После сладкого все благодарят именинника. Поднимают кружку, она играет. Старик улыбается. Потом седая в черном становится за спиной старика. Что-то шепнула ему. Он закрывает глаза... Головой к спинке.
– Тс! Федор Петрович уснул! Не шумите, ступайте гулять, погода чудесная.
Все осторожно выходят. Тихо прибирают со стола тарелки. Тихо закрывают двери. Старик спит. Против него высокая кружка. Если ее тронуть – она заиграет.
17Мая. Ландыш цветет. После дождя пояснело, радуга показалась. В лесу гадает кукушка о счастье: кому достанутся ландыши этой весной. Оттого и тяжело, и жаль, и грустно бывает после младенческой весны вступать в цветущую, что вместе с цветами кто-то другой приходит, и не мне, а ему, ему, другому достанутся ландыши этой весны.
18 Мая. Духов день. Вот жизнь! Всю тоску о безграничном будущем вложить в день. Довлеет дневи злоба его.
Как прошла Троица?..
Прохладное ясное утро, мама дожидается обедни.
– Еще не благовестили?
– Должно быть, не благовестили. Глеб не слыхал.
– Акулина говорит, что не благовестили.
– Врет она. – Садится в кресло и читает газету. – Ничего не знают, никто не слыхал, нынче страшная обедня. Глеб! да что это, звонят к обедне?
– К обедне.
– Не к Достойной ли?
– Зачем... К обедне.
Садится и продолжает читать газету:
– Какой же это звон! К обедне... а там часы, обедня, молебен страшный, с коленопреклонением...
В саду рвут с груш цветы. Хотелось бы ей раскричаться, но крик будет слышен в церкви, поэтому она говорит «обыкновенным» голосом:
– Зачем вы рвете цветы?..
Лежат три молодых парня на траве и два пожилых мужика. Она подходит – они не кланяются. Опять маркиза говорит «обыкновенным» голосом:
– Почему это вы забрались в чужой сад?
– У нас своего сада нет, – отвечают мужики и молча уходят. Парни продолжают лежать и болтать ногами.

Условие задания 1: Перепишите из отрывка без изменений фрагмент, начиная со слов "В саду рвут" и заканчивая словами "и болтать ногами.".
Условие задания 2:
Ответьте по отрывку на вопросы:
(a) Какой день назван в записи от 18 мая?
(b) Что произойдет с кружкой, если ее тронуть?
(c) Чем мужики объясняют, что забрались в чужой сад?
Записи здесь никакой роли не играют.

Исходные записи:
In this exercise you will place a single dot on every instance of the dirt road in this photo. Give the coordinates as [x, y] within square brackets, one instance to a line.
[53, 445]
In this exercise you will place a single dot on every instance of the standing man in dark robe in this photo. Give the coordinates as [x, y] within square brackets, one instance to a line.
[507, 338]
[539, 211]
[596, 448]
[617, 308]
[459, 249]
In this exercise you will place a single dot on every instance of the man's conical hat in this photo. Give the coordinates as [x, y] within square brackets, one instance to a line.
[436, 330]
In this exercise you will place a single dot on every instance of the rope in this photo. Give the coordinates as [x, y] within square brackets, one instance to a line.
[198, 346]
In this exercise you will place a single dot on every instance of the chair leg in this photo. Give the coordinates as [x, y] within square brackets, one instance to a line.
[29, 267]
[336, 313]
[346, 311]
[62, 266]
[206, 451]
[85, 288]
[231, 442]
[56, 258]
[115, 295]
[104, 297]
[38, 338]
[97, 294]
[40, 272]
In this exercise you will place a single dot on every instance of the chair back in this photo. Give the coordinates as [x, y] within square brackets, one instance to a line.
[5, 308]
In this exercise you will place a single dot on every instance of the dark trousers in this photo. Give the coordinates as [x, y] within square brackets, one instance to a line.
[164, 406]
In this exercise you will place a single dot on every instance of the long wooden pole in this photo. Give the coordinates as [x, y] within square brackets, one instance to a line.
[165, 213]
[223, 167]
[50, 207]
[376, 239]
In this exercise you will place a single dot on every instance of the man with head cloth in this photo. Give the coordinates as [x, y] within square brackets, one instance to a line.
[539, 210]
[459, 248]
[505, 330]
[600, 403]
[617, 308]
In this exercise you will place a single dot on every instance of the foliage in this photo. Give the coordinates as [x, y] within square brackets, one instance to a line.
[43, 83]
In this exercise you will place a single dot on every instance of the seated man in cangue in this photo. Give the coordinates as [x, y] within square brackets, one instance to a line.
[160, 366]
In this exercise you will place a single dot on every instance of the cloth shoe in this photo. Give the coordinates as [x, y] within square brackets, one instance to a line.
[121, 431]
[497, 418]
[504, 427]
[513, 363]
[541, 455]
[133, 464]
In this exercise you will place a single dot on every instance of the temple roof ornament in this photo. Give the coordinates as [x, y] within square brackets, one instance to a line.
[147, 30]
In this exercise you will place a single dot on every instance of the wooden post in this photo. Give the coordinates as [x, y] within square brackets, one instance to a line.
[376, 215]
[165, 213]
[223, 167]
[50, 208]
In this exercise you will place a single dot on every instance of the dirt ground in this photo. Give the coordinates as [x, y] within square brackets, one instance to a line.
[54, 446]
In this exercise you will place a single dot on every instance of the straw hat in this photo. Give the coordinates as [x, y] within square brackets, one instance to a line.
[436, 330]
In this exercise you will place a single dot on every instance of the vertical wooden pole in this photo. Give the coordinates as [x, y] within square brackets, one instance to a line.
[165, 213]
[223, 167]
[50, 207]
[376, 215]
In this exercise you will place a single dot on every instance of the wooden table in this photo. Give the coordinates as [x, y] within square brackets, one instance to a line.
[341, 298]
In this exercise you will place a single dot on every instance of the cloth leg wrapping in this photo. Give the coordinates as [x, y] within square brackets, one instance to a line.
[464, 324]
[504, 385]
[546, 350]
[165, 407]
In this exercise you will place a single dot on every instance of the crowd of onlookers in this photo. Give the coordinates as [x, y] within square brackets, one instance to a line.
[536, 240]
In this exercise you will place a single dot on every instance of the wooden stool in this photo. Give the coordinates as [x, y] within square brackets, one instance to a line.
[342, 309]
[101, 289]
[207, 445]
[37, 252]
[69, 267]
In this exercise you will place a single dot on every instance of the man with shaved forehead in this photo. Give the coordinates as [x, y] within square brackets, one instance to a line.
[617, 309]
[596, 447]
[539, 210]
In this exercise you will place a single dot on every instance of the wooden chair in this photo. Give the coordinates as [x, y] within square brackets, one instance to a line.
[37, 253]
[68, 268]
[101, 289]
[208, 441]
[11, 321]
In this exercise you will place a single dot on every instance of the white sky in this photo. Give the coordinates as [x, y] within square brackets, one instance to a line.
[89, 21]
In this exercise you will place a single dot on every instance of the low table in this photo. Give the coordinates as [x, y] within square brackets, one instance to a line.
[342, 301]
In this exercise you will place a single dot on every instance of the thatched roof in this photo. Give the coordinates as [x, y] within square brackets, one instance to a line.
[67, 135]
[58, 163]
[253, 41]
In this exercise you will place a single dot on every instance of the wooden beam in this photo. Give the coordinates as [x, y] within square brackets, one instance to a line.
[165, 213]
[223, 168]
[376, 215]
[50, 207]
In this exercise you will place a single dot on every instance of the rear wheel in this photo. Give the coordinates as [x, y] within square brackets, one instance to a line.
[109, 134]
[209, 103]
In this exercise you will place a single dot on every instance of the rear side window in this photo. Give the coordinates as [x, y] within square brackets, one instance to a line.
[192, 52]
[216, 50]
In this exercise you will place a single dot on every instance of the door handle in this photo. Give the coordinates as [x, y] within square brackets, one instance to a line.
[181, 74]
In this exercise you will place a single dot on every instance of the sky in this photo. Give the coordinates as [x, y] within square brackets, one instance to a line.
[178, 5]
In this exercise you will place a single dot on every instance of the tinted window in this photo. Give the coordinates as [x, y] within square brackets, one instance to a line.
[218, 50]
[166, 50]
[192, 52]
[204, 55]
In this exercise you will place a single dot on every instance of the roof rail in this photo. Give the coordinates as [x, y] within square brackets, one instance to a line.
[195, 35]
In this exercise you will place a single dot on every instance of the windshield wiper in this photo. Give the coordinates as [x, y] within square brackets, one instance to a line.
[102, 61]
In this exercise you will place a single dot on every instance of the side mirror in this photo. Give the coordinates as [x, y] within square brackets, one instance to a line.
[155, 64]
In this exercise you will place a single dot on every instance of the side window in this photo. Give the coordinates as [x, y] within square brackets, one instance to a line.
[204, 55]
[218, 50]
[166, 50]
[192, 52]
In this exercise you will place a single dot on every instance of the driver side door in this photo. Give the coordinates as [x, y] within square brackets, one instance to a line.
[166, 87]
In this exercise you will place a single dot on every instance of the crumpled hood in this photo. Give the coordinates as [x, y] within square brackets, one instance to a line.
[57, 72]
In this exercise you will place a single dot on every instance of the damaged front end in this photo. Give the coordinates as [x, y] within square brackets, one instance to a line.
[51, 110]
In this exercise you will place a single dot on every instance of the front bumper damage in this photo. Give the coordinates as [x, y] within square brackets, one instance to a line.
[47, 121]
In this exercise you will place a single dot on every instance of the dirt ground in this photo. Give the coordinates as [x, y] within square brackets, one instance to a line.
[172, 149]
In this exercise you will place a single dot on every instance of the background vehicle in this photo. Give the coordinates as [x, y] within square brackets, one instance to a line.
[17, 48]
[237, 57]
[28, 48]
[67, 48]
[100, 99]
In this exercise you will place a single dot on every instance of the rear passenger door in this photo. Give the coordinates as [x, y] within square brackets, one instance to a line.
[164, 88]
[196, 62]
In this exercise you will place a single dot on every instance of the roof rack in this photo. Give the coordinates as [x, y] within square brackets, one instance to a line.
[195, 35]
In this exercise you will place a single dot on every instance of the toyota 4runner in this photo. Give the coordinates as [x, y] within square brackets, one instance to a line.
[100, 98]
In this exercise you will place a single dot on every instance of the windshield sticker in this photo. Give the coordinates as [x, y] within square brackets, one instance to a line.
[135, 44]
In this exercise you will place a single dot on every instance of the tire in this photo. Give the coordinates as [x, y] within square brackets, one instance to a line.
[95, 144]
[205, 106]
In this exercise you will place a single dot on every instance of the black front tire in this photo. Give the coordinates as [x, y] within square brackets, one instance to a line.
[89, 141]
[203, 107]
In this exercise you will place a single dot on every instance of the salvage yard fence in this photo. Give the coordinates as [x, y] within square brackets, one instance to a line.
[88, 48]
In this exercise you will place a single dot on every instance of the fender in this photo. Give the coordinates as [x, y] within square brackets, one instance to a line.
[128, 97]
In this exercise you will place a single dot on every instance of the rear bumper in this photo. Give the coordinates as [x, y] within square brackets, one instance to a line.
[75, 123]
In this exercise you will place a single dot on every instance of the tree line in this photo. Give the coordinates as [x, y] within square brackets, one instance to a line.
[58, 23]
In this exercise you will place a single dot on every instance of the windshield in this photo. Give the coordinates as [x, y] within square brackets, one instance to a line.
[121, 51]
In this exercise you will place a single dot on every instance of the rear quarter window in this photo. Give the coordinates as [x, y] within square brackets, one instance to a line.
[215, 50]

Решение задания 1:
В саду рвут с груш цветы. Хотелось бы ей раскричаться, но крик будет слышен в церкви, поэтому она говорит «обыкновенным» голосом:
– Зачем вы рвете цветы?..
Лежат три молодых парня на траве и два пожилых мужика. Она подходит – они не кланяются. Опять маркиза говорит «обыкновенным» голосом:
– Почему это вы забрались в чужой сад?
– У нас своего сада нет, – отвечают мужики и молча уходят. Парни продолжают лежать и болтать ногами.

Решение задания 2:
(a) Духов день.
(b) Она заиграет.
(c) Тем, что своего сада у них нет.